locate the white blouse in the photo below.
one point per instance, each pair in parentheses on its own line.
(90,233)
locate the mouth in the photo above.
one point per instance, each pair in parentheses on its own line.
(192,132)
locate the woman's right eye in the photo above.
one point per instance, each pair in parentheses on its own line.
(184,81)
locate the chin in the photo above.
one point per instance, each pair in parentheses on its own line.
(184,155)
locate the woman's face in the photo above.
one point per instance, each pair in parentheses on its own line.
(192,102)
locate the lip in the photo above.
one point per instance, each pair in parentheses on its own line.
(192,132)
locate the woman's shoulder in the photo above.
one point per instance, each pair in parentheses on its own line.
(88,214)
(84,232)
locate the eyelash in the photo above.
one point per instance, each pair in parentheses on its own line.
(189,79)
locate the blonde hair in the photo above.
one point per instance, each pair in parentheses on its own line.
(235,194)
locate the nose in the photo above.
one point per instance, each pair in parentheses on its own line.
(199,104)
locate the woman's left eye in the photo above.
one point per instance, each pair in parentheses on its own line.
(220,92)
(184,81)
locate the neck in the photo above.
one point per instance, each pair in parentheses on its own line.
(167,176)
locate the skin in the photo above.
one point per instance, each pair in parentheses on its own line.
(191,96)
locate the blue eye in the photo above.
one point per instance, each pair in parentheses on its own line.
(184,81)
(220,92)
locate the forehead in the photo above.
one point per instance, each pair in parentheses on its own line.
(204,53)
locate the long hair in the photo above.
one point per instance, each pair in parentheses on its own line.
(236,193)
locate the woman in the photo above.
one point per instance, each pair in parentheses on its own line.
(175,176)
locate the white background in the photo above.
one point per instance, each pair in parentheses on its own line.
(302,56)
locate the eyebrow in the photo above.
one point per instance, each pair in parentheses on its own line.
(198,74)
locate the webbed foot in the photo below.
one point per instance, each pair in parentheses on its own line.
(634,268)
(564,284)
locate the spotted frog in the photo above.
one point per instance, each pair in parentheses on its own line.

____________

**WHAT IS NEEDED**. The whole of the material above should be written out again, exactly.

**COMPLETED TASK**.
locate the white blouse in the photo below.
one point per instance, each pair in parentheses on its own line.
(90,233)
locate the mouth in the photo above.
one point per instance, each pair in parentheses on its own line.
(192,132)
locate the woman's right eye in the photo above.
one point per instance, each pair in parentheses on its own line.
(184,81)
locate the chin in the photo above.
one point per instance, each pair in parentheses on its own line.
(184,155)
locate the woman's face in the photo above.
one point per instance, each pair in parentheses on its own line.
(192,102)
locate the lip in the photo above.
one point per instance, each pair in parentheses on its own line.
(192,132)
locate the woman's shoulder in the photo above.
one point per instance, each pair in parentheses on its own line.
(88,214)
(84,232)
locate the eyelash in the photo above.
one point per instance, each pair in parentheses on its own line.
(189,79)
locate the blonde hair in the photo above.
one point per instance, each pair in parentheses on its own line.
(235,194)
locate the nose in the photo above.
one point per instance, each pair in parentheses on its own line.
(199,104)
locate the woman's left eye in the photo above.
one point per instance, each pair in parentheses on its own line.
(220,92)
(184,81)
locate the neck in the photo above.
one point per instance, each pair in parentheses on its own line.
(167,176)
locate the skin in the photo above.
one point per instance, each pair in parentheses on its own line.
(191,96)
locate the blue eye in the photo above.
one point per instance, each pair in parentheses on its own line.
(184,81)
(220,92)
locate the forehead in the photo above.
one point per instance, each pair in parentheses on its own line.
(204,53)
locate the long hair in the photo above.
one point per instance, each pair in parentheses on its own line.
(236,193)
locate the woman in the photo above.
one point per instance, each pair in parentheses on its own line.
(175,176)
locate the white background in the photo above.
one point per instance, each pair in parentheses on its own line.
(302,56)
locate the eyebrow in the photo above.
one point per instance, each pair in parentheses on its own line.
(198,74)
locate the webbed foot in the photo below.
one point per instance, each pair in parentheses on its own line.
(634,268)
(564,284)
locate the spotted frog in the photo above.
one point per instance, each pair in parentheses on its own line.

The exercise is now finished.